Brief => The copy should begin at the line containing "target | bell-shaped finial top" and end at the last line of the material. Please reproduce those lines exactly and keep pictures out.

Records to use =>
────────

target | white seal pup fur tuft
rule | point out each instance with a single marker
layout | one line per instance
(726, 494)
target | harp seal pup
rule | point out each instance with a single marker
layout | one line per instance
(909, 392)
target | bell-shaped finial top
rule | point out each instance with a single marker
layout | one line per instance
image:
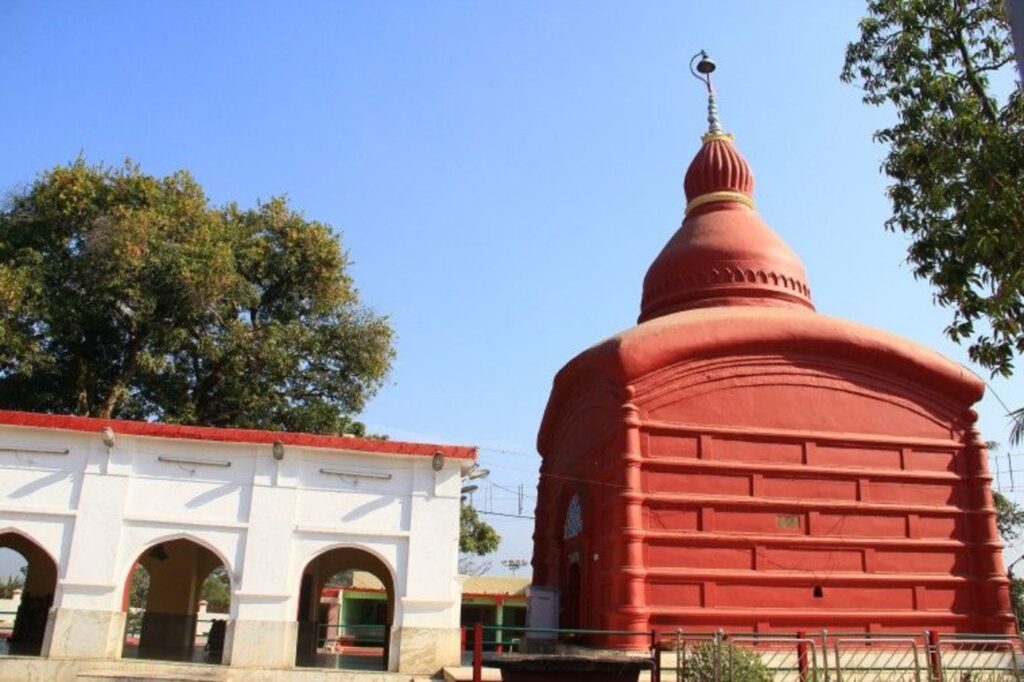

────────

Response area =>
target | bell-shaped finial top
rule | point out each instance with a single marker
layout | one line per instance
image:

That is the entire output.